Directions for this task: A full, word-for-word copy of the listing below is needed; leave the images out of it.

Data provided:
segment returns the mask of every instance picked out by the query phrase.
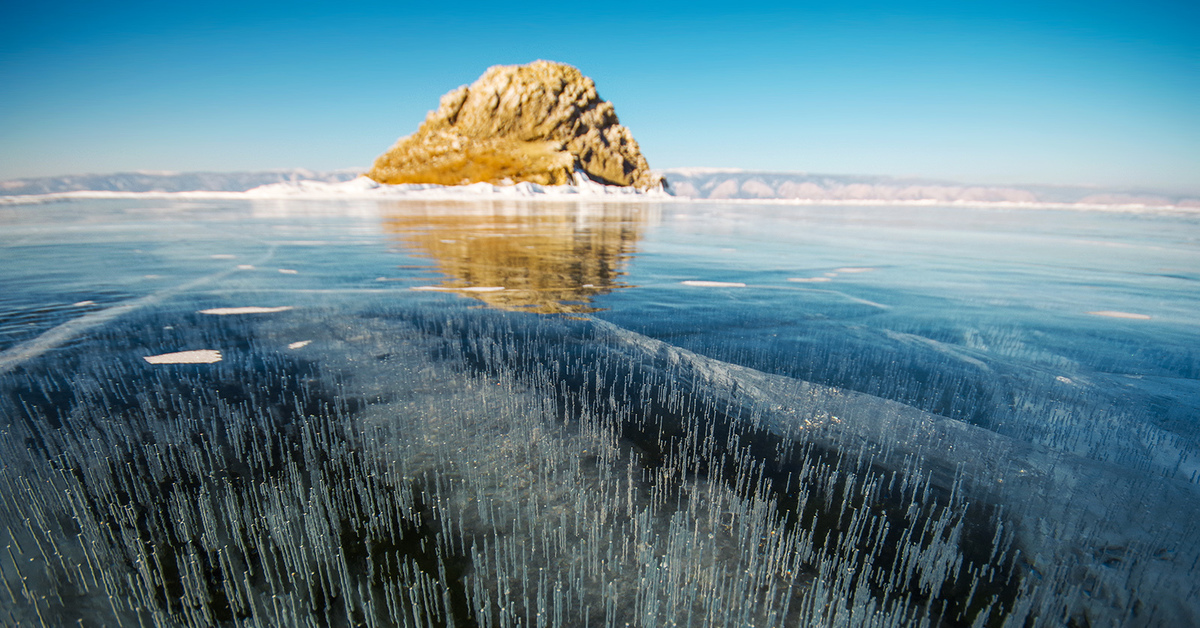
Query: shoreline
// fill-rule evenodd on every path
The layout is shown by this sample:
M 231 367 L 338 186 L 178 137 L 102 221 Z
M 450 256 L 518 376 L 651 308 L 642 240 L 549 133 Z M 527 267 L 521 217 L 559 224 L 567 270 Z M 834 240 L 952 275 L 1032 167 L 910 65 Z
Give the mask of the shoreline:
M 964 209 L 1060 210 L 1098 211 L 1108 213 L 1200 214 L 1200 207 L 1181 205 L 1151 205 L 1143 203 L 1102 204 L 1052 201 L 978 201 L 939 199 L 818 199 L 818 198 L 756 198 L 712 199 L 675 196 L 662 190 L 602 185 L 587 182 L 583 185 L 544 186 L 533 183 L 493 185 L 475 183 L 464 186 L 435 184 L 384 185 L 363 178 L 342 183 L 298 181 L 273 183 L 244 192 L 194 190 L 183 192 L 118 192 L 109 190 L 74 190 L 48 194 L 0 196 L 0 206 L 39 205 L 75 200 L 245 200 L 245 201 L 479 201 L 512 200 L 532 202 L 603 201 L 618 203 L 696 203 L 704 205 L 775 205 L 775 206 L 832 206 L 832 207 L 958 207 Z

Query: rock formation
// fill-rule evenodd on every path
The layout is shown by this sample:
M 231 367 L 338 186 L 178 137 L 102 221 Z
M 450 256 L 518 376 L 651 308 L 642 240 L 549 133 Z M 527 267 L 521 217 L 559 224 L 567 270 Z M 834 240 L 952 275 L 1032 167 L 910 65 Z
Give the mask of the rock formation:
M 612 104 L 576 68 L 551 61 L 497 65 L 445 96 L 417 132 L 375 160 L 380 183 L 662 185 Z

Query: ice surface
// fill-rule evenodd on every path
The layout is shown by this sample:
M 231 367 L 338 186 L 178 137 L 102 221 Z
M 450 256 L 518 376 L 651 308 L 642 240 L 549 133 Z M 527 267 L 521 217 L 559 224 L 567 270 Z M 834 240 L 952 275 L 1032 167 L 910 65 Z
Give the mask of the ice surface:
M 4 215 L 0 623 L 1200 623 L 1194 218 L 174 203 Z

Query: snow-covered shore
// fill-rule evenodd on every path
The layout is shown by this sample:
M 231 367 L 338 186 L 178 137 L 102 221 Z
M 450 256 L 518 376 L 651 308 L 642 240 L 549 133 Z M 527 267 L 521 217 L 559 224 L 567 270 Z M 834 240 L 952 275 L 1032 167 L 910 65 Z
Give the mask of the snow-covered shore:
M 639 190 L 604 185 L 578 176 L 572 185 L 517 183 L 493 185 L 475 183 L 462 186 L 434 184 L 385 185 L 365 176 L 346 180 L 348 173 L 275 173 L 286 178 L 273 183 L 236 189 L 229 181 L 209 175 L 208 189 L 180 189 L 172 177 L 140 185 L 108 185 L 98 177 L 85 185 L 97 189 L 62 189 L 65 185 L 42 182 L 39 185 L 6 185 L 8 195 L 0 195 L 0 205 L 28 205 L 77 199 L 215 199 L 215 200 L 521 200 L 565 201 L 599 200 L 604 202 L 698 202 L 720 204 L 896 206 L 896 207 L 975 207 L 995 209 L 1049 209 L 1069 211 L 1106 211 L 1121 213 L 1200 212 L 1200 200 L 1190 197 L 1163 196 L 1047 187 L 980 187 L 951 183 L 896 180 L 886 177 L 807 175 L 802 173 L 762 173 L 728 169 L 680 168 L 664 171 L 669 191 Z M 261 173 L 260 173 L 261 174 Z M 305 176 L 305 175 L 311 175 Z M 114 175 L 118 176 L 118 175 Z M 149 176 L 149 175 L 146 175 Z M 190 177 L 191 181 L 195 177 Z M 229 173 L 238 181 L 252 181 L 247 173 Z M 210 180 L 214 179 L 214 180 Z M 12 182 L 10 182 L 12 183 Z M 194 182 L 193 182 L 194 183 Z M 78 182 L 72 187 L 77 188 Z M 231 189 L 234 188 L 234 189 Z M 38 193 L 13 194 L 18 190 Z M 61 189 L 62 191 L 46 191 Z

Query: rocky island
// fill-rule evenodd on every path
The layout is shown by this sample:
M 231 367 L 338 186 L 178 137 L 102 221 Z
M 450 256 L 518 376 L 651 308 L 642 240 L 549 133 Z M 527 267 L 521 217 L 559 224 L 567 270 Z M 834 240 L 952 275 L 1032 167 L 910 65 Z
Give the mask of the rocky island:
M 592 79 L 563 63 L 488 68 L 442 96 L 416 133 L 380 155 L 379 183 L 664 185 Z

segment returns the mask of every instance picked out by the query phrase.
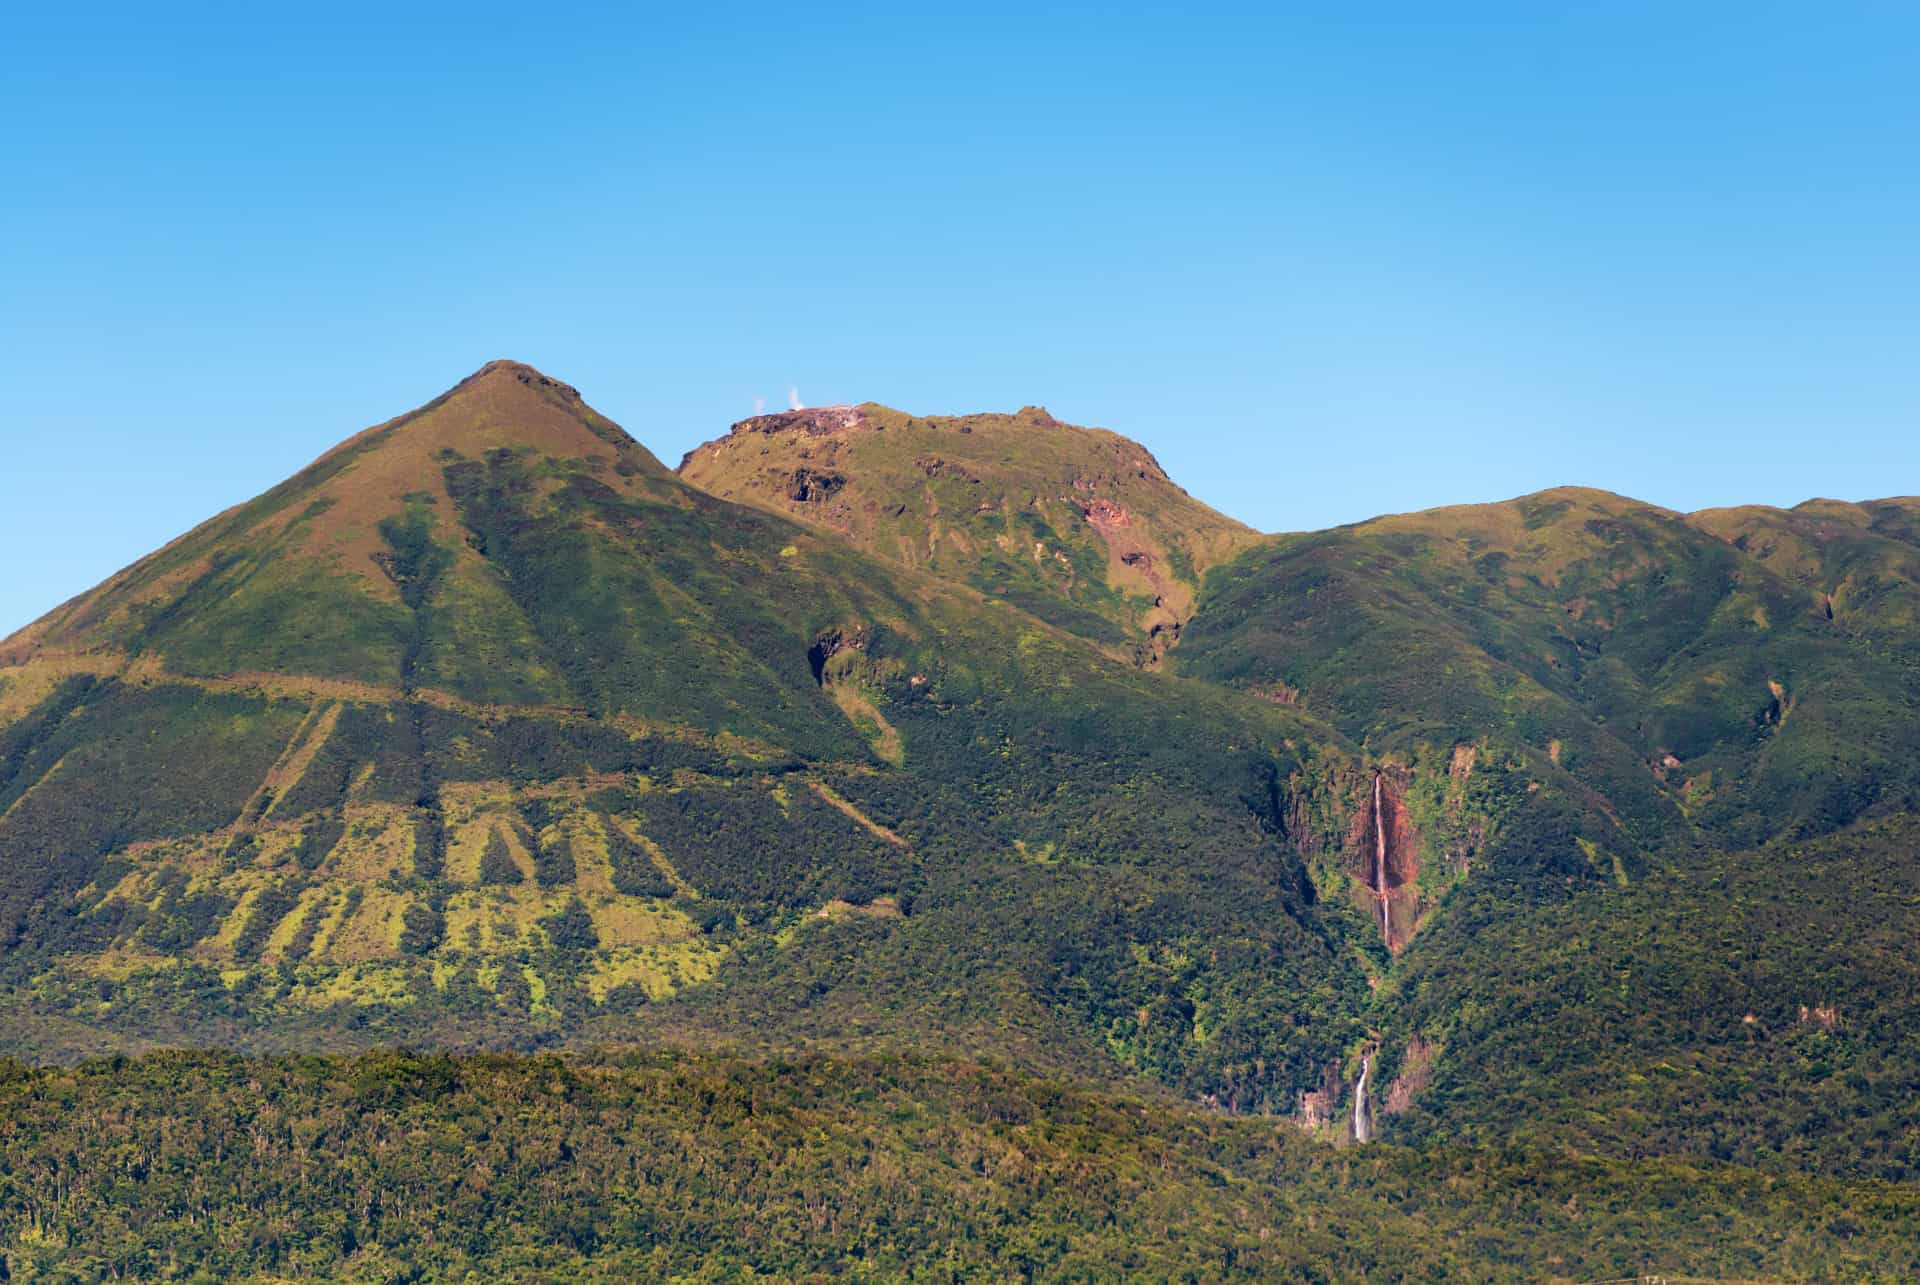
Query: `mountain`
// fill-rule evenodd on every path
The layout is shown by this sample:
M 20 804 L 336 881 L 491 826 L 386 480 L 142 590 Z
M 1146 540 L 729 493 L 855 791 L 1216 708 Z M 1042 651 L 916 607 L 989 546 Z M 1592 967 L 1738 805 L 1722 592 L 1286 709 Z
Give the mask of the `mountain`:
M 869 402 L 757 415 L 688 452 L 679 473 L 1148 665 L 1179 637 L 1207 570 L 1254 539 L 1138 442 L 1038 406 L 916 416 Z
M 1916 817 L 1920 501 L 494 362 L 0 641 L 0 1265 L 1899 1279 Z

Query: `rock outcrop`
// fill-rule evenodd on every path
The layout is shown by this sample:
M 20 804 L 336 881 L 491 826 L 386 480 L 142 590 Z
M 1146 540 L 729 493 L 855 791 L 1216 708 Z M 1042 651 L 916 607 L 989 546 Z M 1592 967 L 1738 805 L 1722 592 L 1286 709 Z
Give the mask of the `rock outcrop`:
M 808 406 L 802 410 L 776 411 L 754 415 L 735 424 L 729 432 L 735 437 L 750 433 L 801 433 L 825 437 L 848 429 L 866 428 L 867 412 L 858 406 Z

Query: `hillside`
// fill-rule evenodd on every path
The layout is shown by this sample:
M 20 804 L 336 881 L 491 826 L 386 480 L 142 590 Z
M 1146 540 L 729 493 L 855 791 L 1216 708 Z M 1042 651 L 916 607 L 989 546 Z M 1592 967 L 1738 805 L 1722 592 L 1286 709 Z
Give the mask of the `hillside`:
M 1208 568 L 1254 538 L 1175 485 L 1139 443 L 1037 406 L 760 415 L 688 452 L 679 474 L 1147 665 L 1178 639 Z
M 1709 509 L 1688 521 L 1807 590 L 1843 633 L 1920 664 L 1920 498 Z
M 1387 1133 L 1920 1180 L 1916 857 L 1907 815 L 1550 902 L 1471 887 L 1386 1006 L 1383 1082 L 1422 1085 Z
M 1894 579 L 1856 628 L 1814 587 L 1845 569 L 1782 574 L 1730 529 L 1567 488 L 1274 537 L 1209 581 L 1178 668 L 1382 753 L 1524 756 L 1648 850 L 1913 809 L 1910 586 Z M 1908 546 L 1865 542 L 1911 565 Z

Answer space:
segment returns the mask of every instance picked out by the query phrase.
Query: shoreline
// fill-rule evenodd on every path
The layout is shown by this sample:
M 231 367 L 338 186 L 178 137 L 102 221 Z
M 450 256 L 518 376 L 651 308 L 642 240 L 549 133 Z M 527 267 L 521 217 L 559 224 L 567 270 Z M 834 240 L 952 275 L 1032 167 L 910 65 Z
Give the mask of the shoreline:
M 964 209 L 1060 210 L 1098 211 L 1108 213 L 1200 214 L 1200 207 L 1181 205 L 1151 205 L 1143 203 L 1102 204 L 1052 201 L 978 201 L 939 199 L 818 199 L 818 198 L 756 198 L 712 199 L 675 196 L 662 190 L 602 185 L 587 182 L 583 185 L 544 186 L 533 183 L 493 185 L 475 183 L 464 186 L 435 184 L 384 185 L 363 178 L 342 183 L 298 181 L 273 183 L 244 192 L 194 190 L 183 192 L 118 192 L 109 190 L 74 190 L 48 194 L 0 196 L 0 206 L 39 205 L 75 200 L 245 200 L 245 201 L 479 201 L 512 200 L 532 202 L 603 201 L 618 203 L 696 203 L 704 205 L 775 205 L 775 206 L 832 206 L 832 207 L 958 207 Z

Query: rock formation
// fill-rule evenodd on every path
The layout is shown by this sample:
M 231 367 L 338 186 L 178 137 L 102 221 Z
M 450 256 L 518 376 L 651 308 L 642 240 L 549 133 Z M 527 267 L 521 217 L 559 224 L 567 270 Z M 834 240 L 952 275 L 1032 167 L 910 65 Z
Give the mask of the rock formation:
M 612 104 L 576 68 L 551 61 L 497 65 L 445 96 L 417 132 L 375 160 L 380 183 L 662 185 Z

Query: ice surface
// fill-rule evenodd on every path
The layout is shown by this sample:
M 231 367 L 338 186 L 178 137 L 102 221 Z
M 450 256 L 518 376 L 651 308 L 642 240 L 549 133 Z M 527 267 L 521 217 L 559 224 L 567 270 Z M 834 240 L 952 275 L 1032 167 L 910 65 Z
Give the mask of the ice surface:
M 4 215 L 0 623 L 1200 623 L 1194 218 L 174 203 Z

Query: snow-covered shore
// fill-rule evenodd on every path
The layout is shown by this sample:
M 231 367 L 338 186 L 178 137 L 102 221 Z
M 450 256 L 518 376 L 651 308 L 642 240 L 549 133 Z M 527 267 L 521 217 L 559 224 L 567 270 Z M 834 240 L 952 275 L 1032 167 L 910 65 Z
Give the mask of the snow-covered shore:
M 639 190 L 604 185 L 578 176 L 572 185 L 517 183 L 493 185 L 475 183 L 462 186 L 434 184 L 385 185 L 365 176 L 346 180 L 348 173 L 275 173 L 286 178 L 273 183 L 236 189 L 229 181 L 209 175 L 208 189 L 180 189 L 172 177 L 140 185 L 108 185 L 98 177 L 85 185 L 97 189 L 62 189 L 65 185 L 42 182 L 39 185 L 6 185 L 8 195 L 0 195 L 0 205 L 28 205 L 77 199 L 215 199 L 215 200 L 521 200 L 565 201 L 599 200 L 604 202 L 698 202 L 720 204 L 896 206 L 896 207 L 975 207 L 995 209 L 1049 209 L 1069 211 L 1106 211 L 1121 213 L 1200 212 L 1200 200 L 1190 197 L 1163 196 L 1047 187 L 980 187 L 951 183 L 896 180 L 886 177 L 807 175 L 802 173 L 762 173 L 728 169 L 680 168 L 664 171 L 669 191 Z M 261 173 L 260 173 L 261 174 Z M 305 176 L 305 175 L 311 175 Z M 114 175 L 118 176 L 118 175 Z M 149 176 L 149 175 L 146 175 Z M 190 177 L 191 181 L 195 177 Z M 229 173 L 238 181 L 252 181 L 247 173 Z M 210 180 L 214 179 L 214 180 Z M 12 182 L 10 182 L 12 183 Z M 194 182 L 193 182 L 194 183 Z M 78 182 L 72 187 L 77 188 Z M 231 189 L 234 188 L 234 189 Z M 38 193 L 13 194 L 18 190 Z M 61 189 L 62 191 L 46 191 Z

Query: rocky island
// fill-rule evenodd on every path
The layout is shown by this sample:
M 231 367 L 338 186 L 178 137 L 102 221 Z
M 450 256 L 518 376 L 651 308 L 642 240 L 549 133 Z M 527 267 L 521 217 L 559 224 L 567 270 Z M 834 240 L 952 275 L 1032 167 L 910 65 Z
Give the mask of the rocky island:
M 592 79 L 563 63 L 488 68 L 442 96 L 416 133 L 380 155 L 379 183 L 664 185 Z

segment returns the mask of every instance picked out by the query phrase.
Query: `mountain`
// fill-rule evenodd on every path
The layout is shown by this sample:
M 20 804 L 336 881 L 491 826 L 386 480 L 142 590 Z
M 1146 540 L 729 493 L 855 791 L 1216 708 Z M 1042 651 L 916 607 L 989 546 Z M 1592 967 L 1738 805 L 1722 592 L 1286 709 Z
Give the mask of the `mountain`:
M 869 402 L 757 415 L 688 452 L 679 473 L 1148 665 L 1179 637 L 1207 570 L 1254 539 L 1138 442 L 1038 406 L 916 416 Z
M 1916 817 L 1920 501 L 494 362 L 0 641 L 0 1265 L 1899 1279 Z

Query: `rock outcrop`
// fill-rule evenodd on every path
The layout is shown by this sample:
M 20 804 L 336 881 L 491 826 L 386 480 L 142 590 Z
M 1146 540 L 729 493 L 855 791 L 1216 708 Z M 1042 651 L 916 607 L 989 546 Z M 1592 967 L 1738 805 L 1722 592 L 1286 709 Z
Give the mask of the `rock outcrop`:
M 808 406 L 802 410 L 776 411 L 754 415 L 735 424 L 729 432 L 735 437 L 750 433 L 801 433 L 825 437 L 848 429 L 866 428 L 867 412 L 858 406 Z

Query: `hillside`
// fill-rule evenodd on every path
The layout is shown by this sample:
M 20 804 L 336 881 L 491 826 L 386 480 L 142 590 Z
M 1146 540 L 729 493 L 855 791 L 1216 708 Z M 1042 651 L 916 607 L 989 546 Z M 1592 967 L 1738 805 L 1722 592 L 1286 709 Z
Give the mask of the `hillside`:
M 1208 568 L 1254 538 L 1175 485 L 1139 443 L 1037 406 L 760 415 L 688 452 L 679 474 L 1147 665 L 1178 639 Z
M 1709 509 L 1688 521 L 1807 590 L 1843 633 L 1920 664 L 1920 498 Z
M 1387 1133 L 1920 1180 L 1916 857 L 1907 815 L 1550 902 L 1471 887 L 1386 1006 L 1383 1082 L 1422 1085 Z
M 1894 579 L 1856 628 L 1814 587 L 1845 569 L 1782 574 L 1730 529 L 1567 488 L 1274 537 L 1209 581 L 1178 668 L 1382 753 L 1524 756 L 1648 850 L 1913 809 L 1910 586 Z M 1908 546 L 1865 542 L 1911 565 Z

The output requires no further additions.